→ **Exercise tasks**
(1) In the CABE forum thread, which issue was the oldest CABE newsletter in videoranger's stack?
(2) Update the CABE forum thread: write out the part between "## videoranger (May" and "spoker (May 18, 2013)", inclusive, changing "swap meets" to "flea markets".

# How long have you been a CABER



## videoranger (May 18, 2013)

Came across my old stack of CABE newsletters that used to be sent out by mail. The oldest one I had was issue #2 November 1994. News letters, swap meets and fellow collectors and pickers were the state of the art of bike collecting in those days. Road trips starting out in the early morning hours and newspaper ads were starting points for some fun hunting trips. After all these years it's really nice to see the CABE is still alive and kicking.


----------



## spoker (May 18, 2013)

*how long*

since it was a newsletter from florida


----------



## bike (May 18, 2013)

*Remember good old Richard Truette and mom*

..................................

→ **Data excerpt**
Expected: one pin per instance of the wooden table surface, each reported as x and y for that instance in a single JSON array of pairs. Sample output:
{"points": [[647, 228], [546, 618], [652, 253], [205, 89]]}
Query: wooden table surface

→ **Exercise responses**
(1) Issue #2, from November 1994.

(2)
## videoranger (May 18, 2013)

Came across my old stack of CABE newsletters that used to be sent out by mail. The oldest one I had was issue #2 November 1994. News letters, flea markets and fellow collectors and pickers were the state of the art of bike collecting in those days. Road trips starting out in the early morning hours and newspaper ads were starting points for some fun hunting trips. After all these years it's really nice to see the CABE is still alive and kicking.


----------



## spoker (May 18, 2013)